What needs to be done: Carry on the AeroVision project write-up below, starting right after its final sentence.

Reading text:
┄┄┄┄┄┄┄┄┄┄┄┄┄┄┄┄┄┄┄┄

AeroVision is a project that explores building different image classifiers trained on Aerial Image Dataset.
This project explores the use of image classifiers on the Aerial Image Dataset. The goal is to build and evaluate multiple models, including a custom model and pre-trained models like ResNet, to achieve optimal image classification results.
The project aims to also explore different stages of ML model development:
- Data Analysis & Data Cleaning
- Model building/modification
- Training
- Evaluation
- Inference
Aiport | Forest | Center | Stadium |
---|---|---|---|
![]() |
![]() |
![]() |
![]() |
![]() |
![]() |
![]() |
![]() |
The dataset_builder
notebook is used to create the CSV files required for training the model. Three types of datasets are currently supported:
- Whole Dataset: Uses every image from each class.
- Bluriness Threshold Dataset: Uses only images with a bluriness level above a specified threshold.
- Balanced Dataset: Balances the entire dataset and uses a specified number of images from each class.
To create a dataset, run the dataset_builder
notebook and select the desired dataset type. The resulting CSV file will be used as input for the training process.
In this project, I aim to explore the performance of various deep learning models on the Aerial Image Dataset. Currently, I have implemented a custom convolutional neural network (CNN) model, which serves as a baseline for the experiments.

┄┄┄┄┄┄┄┄┄┄┄┄┄┄┄┄┄┄┄┄

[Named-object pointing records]
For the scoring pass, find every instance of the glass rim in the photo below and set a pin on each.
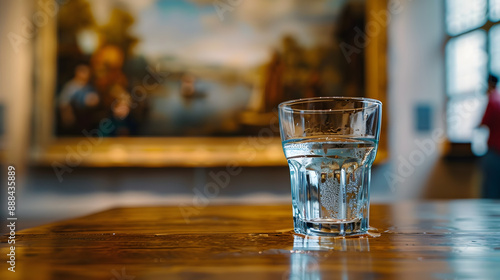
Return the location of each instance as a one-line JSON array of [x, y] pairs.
[[286, 105]]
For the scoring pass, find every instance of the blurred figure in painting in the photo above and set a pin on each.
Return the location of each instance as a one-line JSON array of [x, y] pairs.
[[76, 96], [491, 161]]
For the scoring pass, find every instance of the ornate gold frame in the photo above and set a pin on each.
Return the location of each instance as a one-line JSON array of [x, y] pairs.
[[186, 151]]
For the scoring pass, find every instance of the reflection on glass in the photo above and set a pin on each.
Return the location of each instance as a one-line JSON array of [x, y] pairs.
[[494, 10], [495, 49], [464, 15], [467, 61]]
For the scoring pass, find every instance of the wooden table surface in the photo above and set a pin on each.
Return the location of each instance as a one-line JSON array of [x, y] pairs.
[[457, 239]]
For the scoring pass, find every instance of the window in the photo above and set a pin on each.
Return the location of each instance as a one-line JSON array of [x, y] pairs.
[[471, 53]]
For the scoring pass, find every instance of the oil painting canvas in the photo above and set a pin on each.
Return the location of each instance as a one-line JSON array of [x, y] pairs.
[[199, 68]]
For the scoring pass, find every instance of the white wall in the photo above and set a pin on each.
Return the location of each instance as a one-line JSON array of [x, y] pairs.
[[16, 82], [416, 75]]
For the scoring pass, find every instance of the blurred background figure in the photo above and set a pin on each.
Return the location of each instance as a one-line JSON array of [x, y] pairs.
[[76, 98], [491, 161]]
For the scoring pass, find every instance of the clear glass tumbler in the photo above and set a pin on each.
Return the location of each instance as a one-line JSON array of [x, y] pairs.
[[330, 144]]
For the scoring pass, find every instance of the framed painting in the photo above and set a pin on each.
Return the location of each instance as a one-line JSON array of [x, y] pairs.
[[195, 82]]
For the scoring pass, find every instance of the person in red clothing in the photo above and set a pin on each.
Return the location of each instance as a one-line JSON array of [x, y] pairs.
[[491, 161]]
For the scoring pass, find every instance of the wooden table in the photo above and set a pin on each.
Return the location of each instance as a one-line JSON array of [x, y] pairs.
[[429, 240]]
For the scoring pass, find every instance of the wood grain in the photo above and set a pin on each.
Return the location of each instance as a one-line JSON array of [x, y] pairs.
[[429, 240]]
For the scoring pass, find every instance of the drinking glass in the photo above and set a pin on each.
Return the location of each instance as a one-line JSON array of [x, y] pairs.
[[330, 144]]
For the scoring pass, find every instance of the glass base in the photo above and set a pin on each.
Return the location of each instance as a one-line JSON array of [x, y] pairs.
[[331, 228]]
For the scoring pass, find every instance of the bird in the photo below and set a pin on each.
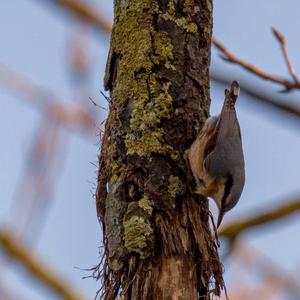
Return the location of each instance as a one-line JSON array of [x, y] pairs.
[[216, 156]]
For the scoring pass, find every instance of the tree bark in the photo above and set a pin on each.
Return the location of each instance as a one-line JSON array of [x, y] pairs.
[[158, 243]]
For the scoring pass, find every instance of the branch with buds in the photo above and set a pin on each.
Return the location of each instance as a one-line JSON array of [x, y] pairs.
[[287, 84]]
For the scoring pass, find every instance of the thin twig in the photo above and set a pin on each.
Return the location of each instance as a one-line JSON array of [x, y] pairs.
[[281, 39], [85, 12], [230, 57], [71, 116], [262, 97], [37, 269], [231, 231]]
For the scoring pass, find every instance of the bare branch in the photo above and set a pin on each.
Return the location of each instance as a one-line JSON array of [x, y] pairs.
[[262, 97], [85, 12], [231, 231], [230, 57], [281, 39], [71, 116], [37, 269]]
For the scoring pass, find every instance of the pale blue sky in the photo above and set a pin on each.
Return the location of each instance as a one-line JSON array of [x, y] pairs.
[[34, 41]]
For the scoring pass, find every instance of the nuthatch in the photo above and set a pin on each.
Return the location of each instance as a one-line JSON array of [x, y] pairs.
[[216, 157]]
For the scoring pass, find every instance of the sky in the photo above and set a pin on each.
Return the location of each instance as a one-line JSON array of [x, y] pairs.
[[35, 36]]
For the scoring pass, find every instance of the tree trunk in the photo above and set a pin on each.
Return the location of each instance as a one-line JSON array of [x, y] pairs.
[[158, 243]]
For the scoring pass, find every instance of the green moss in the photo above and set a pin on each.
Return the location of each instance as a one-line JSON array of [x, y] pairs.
[[140, 48], [146, 205], [136, 231], [163, 48], [175, 187], [184, 22], [146, 135]]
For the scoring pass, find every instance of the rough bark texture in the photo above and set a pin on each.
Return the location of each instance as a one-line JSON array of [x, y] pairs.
[[158, 244]]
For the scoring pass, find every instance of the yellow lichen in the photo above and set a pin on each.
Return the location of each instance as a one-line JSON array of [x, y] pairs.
[[146, 205], [136, 231]]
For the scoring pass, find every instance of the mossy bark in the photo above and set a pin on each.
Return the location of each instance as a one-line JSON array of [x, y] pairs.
[[158, 243]]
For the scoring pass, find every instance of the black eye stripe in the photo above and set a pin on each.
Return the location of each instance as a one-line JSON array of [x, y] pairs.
[[228, 186]]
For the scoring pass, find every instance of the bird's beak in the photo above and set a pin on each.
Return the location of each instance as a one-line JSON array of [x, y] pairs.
[[220, 218]]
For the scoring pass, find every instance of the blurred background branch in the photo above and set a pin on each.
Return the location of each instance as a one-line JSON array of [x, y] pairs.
[[288, 208], [17, 251]]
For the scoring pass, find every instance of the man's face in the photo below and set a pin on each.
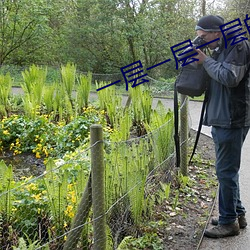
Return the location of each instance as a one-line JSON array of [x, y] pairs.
[[209, 36]]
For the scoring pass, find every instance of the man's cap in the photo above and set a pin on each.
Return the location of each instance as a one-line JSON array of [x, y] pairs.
[[210, 23]]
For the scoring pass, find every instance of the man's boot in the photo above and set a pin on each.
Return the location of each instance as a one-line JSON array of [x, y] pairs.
[[241, 219], [221, 231]]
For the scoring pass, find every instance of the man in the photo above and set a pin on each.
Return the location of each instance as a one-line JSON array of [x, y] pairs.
[[228, 112]]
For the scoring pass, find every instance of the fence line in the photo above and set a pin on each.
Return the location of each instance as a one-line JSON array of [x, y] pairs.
[[165, 165]]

┄┄┄┄┄┄┄┄┄┄┄┄┄┄┄┄┄┄┄┄

Response below:
The future plan is to also implement ResNet50, VGG16 and InceptionV3. Their performances will be evaluated against each other and the results will be shown in the Results section of this project.
To evaluate the performance of the model, I conducted a series of tests on the Aerial Image Dataset. The following metrics were measured:
- Training and Testing Loss: tracked the loss of the model during training and testing to ensure that it is converging and generalizing well to unseen data.
- Training and Testing Accuracy: measured the accuracy of the model on both the training and testing sets to evaluate its performance on seen and unseen data.
- Classification Report: generated a classification report for each class, which includes metrics such as:
- True Positives (TP)
- True Negatives (TN)
- False Positives (FP)
- False Negatives (FN)
- F1-Score
- Confusion Matrix: created a confusion matrix to visualize the performance of the model on each class and identify any potential biases or errors.
-
Set up the environment for the project and install necessary dependencies:
python -m venv venv source venv/bin/activate pip install -r requirements.txt
-
To see if everything works well, if no errors are observed you are good to proceed:
python inference.py path-to-model path-to-image
Most of the evaluation is performed after the model is done training. However, it is possibe to get classification report and confusion matrix after the model is saved and stored in checkpoints folder. Simply:
python eval.py datasets/testing.csv checkpoints/custom_model.pt
To run the inference use the inference.py script, model from the checkpoints filder with the image you want to test.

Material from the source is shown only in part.